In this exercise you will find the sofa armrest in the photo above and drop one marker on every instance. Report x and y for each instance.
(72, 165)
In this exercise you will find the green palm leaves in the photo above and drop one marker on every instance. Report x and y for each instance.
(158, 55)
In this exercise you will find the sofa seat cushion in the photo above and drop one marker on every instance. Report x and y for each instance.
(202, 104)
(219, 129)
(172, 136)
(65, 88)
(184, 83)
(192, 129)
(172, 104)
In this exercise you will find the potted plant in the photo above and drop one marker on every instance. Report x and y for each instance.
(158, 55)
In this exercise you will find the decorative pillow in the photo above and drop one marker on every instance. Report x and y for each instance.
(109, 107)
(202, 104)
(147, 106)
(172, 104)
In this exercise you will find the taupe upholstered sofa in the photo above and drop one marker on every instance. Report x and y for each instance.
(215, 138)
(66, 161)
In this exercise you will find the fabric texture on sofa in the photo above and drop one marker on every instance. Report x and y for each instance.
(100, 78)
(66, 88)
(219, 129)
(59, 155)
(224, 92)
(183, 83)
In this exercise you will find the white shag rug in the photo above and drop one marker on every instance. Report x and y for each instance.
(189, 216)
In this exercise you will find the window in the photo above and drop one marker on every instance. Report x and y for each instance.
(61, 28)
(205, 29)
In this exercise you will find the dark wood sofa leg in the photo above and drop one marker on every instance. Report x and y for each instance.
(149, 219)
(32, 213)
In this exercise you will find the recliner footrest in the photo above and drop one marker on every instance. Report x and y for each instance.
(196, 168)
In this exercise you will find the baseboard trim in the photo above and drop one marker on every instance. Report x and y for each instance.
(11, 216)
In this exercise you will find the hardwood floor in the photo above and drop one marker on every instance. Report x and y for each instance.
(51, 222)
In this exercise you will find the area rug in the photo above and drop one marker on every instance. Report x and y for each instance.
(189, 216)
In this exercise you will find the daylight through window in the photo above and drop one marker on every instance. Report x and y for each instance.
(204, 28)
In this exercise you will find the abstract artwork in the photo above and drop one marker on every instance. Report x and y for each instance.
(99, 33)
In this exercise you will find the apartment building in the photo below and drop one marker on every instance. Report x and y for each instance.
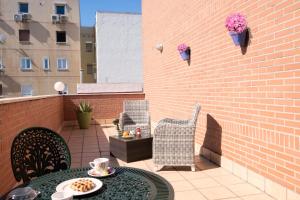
(40, 45)
(119, 47)
(88, 55)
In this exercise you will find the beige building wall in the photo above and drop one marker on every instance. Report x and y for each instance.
(88, 58)
(42, 44)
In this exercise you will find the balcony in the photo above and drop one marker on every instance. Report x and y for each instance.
(210, 181)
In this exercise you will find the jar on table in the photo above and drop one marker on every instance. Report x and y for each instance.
(138, 132)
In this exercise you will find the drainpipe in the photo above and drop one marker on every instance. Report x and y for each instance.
(81, 75)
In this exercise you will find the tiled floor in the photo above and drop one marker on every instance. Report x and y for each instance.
(208, 182)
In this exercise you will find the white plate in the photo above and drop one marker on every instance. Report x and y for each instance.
(90, 173)
(128, 137)
(66, 186)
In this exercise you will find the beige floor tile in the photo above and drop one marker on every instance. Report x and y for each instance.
(257, 197)
(194, 175)
(204, 183)
(217, 193)
(182, 186)
(244, 189)
(217, 172)
(189, 195)
(228, 180)
(175, 176)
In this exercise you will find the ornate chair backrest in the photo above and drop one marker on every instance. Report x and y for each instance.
(37, 151)
(196, 111)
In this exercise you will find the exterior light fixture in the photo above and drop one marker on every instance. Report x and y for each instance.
(159, 47)
(59, 87)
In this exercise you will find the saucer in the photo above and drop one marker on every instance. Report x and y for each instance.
(93, 173)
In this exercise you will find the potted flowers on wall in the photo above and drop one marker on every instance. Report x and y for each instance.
(184, 51)
(84, 115)
(237, 26)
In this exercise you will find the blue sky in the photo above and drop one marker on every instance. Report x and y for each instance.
(88, 8)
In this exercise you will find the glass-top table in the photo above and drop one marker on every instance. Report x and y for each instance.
(125, 183)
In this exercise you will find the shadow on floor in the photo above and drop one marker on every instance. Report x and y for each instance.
(87, 144)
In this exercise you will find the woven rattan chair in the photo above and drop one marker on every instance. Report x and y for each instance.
(174, 140)
(135, 115)
(37, 151)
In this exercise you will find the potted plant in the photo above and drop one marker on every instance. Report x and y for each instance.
(84, 115)
(236, 25)
(116, 123)
(184, 51)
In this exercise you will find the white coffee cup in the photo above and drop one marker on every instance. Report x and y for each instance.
(100, 164)
(62, 196)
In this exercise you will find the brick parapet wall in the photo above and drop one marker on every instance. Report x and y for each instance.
(250, 99)
(105, 106)
(19, 114)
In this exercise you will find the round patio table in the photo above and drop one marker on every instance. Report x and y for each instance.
(125, 183)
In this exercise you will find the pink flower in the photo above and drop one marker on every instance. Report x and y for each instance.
(182, 47)
(236, 23)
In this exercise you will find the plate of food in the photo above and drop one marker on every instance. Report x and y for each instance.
(108, 172)
(80, 186)
(127, 136)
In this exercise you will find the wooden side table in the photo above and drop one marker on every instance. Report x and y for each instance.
(129, 150)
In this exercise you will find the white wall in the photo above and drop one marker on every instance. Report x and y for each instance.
(118, 48)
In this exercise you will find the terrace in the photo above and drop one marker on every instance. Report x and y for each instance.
(247, 140)
(210, 181)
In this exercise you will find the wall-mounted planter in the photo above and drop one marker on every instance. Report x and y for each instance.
(235, 38)
(185, 55)
(236, 24)
(238, 38)
(184, 51)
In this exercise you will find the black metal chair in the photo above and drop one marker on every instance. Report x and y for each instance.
(37, 151)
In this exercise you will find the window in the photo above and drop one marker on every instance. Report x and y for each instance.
(61, 37)
(62, 64)
(65, 91)
(46, 65)
(88, 46)
(24, 35)
(25, 63)
(26, 90)
(23, 7)
(89, 69)
(60, 9)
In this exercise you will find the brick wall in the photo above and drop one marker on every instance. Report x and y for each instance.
(105, 106)
(16, 116)
(250, 97)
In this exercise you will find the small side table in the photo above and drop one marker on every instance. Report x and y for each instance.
(130, 150)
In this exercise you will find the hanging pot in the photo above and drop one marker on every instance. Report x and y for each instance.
(185, 55)
(235, 38)
(242, 38)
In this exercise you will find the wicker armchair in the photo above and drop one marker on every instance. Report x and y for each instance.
(173, 142)
(135, 115)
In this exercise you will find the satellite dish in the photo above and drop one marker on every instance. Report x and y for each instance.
(2, 38)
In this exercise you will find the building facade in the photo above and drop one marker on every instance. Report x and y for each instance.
(41, 46)
(249, 95)
(88, 55)
(118, 48)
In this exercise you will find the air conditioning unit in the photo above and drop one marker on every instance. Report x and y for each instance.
(63, 18)
(18, 17)
(55, 19)
(26, 16)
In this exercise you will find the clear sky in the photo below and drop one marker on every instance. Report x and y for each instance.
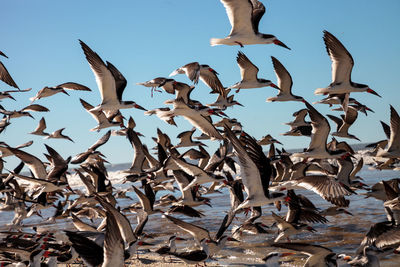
(148, 39)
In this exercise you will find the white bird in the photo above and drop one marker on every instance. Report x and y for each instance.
(284, 83)
(342, 65)
(110, 81)
(245, 16)
(248, 73)
(393, 147)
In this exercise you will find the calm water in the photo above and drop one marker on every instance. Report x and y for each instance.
(342, 233)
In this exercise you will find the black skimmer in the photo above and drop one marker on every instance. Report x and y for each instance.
(81, 157)
(49, 91)
(255, 170)
(23, 112)
(342, 65)
(196, 118)
(320, 131)
(194, 256)
(344, 123)
(101, 118)
(6, 77)
(285, 83)
(164, 83)
(110, 81)
(267, 140)
(195, 71)
(200, 233)
(287, 229)
(59, 135)
(223, 102)
(248, 73)
(318, 256)
(200, 176)
(171, 247)
(334, 210)
(6, 94)
(245, 16)
(393, 146)
(186, 139)
(40, 128)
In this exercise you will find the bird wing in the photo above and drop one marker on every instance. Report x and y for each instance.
(104, 78)
(257, 14)
(196, 231)
(240, 16)
(284, 79)
(6, 77)
(42, 125)
(113, 243)
(394, 141)
(251, 176)
(248, 70)
(304, 248)
(120, 81)
(144, 200)
(73, 86)
(342, 61)
(320, 129)
(210, 78)
(34, 164)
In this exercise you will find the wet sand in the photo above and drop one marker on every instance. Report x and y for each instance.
(343, 233)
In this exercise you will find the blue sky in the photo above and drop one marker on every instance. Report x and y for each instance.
(148, 39)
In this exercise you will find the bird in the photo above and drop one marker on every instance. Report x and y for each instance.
(186, 139)
(59, 135)
(195, 71)
(318, 256)
(49, 91)
(344, 123)
(320, 130)
(342, 65)
(245, 16)
(248, 73)
(40, 128)
(160, 82)
(110, 81)
(284, 83)
(256, 171)
(6, 77)
(393, 146)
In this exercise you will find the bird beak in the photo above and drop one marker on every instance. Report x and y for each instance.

Task requirements: Find the line containing "In this exercise you will find the bird wing" in the material above. Print it and every line after it through the end, exactly and only those.

Worked solution:
In this exercise you will find the bird wing in the photo above and drop one marker on every instance. Report x and y for each instance.
(104, 78)
(257, 14)
(196, 231)
(240, 16)
(284, 79)
(6, 77)
(42, 125)
(113, 243)
(394, 141)
(251, 176)
(248, 70)
(304, 248)
(120, 81)
(144, 200)
(73, 86)
(342, 61)
(320, 129)
(210, 78)
(34, 164)
In this exercise you will find the wet sand in the photo above and drop one marker on every instance. Report x and y for each instance.
(343, 233)
In this exercise you will find the blue sky in the photo above and drop one marker on every instance. Report x and y for each instance.
(148, 39)
In this exercise you will find the bird in the photo above and drop one marker on every instance. Report x and y for each instance.
(186, 139)
(59, 135)
(195, 71)
(318, 256)
(49, 91)
(344, 123)
(320, 130)
(342, 65)
(245, 16)
(248, 73)
(40, 128)
(160, 82)
(110, 81)
(284, 83)
(256, 171)
(6, 77)
(393, 146)
In this exercise you will find the bird beak in the photo above and drop one marker on every instance. Report x and y for each instance.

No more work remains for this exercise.